*Your instructions*: After counting the lines below that contain "trace", reply with that number alone.

*Data supplied*:
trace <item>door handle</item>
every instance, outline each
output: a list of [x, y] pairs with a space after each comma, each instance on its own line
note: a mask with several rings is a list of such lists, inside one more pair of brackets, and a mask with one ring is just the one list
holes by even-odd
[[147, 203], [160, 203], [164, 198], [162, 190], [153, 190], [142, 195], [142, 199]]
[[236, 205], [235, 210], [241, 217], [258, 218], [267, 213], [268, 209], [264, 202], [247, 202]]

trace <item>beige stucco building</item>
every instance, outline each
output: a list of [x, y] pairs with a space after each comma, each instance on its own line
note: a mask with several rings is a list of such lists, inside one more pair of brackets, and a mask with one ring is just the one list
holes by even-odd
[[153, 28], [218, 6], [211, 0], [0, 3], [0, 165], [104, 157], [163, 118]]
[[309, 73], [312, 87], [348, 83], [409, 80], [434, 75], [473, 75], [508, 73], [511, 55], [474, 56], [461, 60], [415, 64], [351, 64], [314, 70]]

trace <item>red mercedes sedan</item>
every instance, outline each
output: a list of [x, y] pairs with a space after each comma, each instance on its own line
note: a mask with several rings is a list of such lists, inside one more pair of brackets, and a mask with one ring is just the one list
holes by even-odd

*Finished exercise*: 3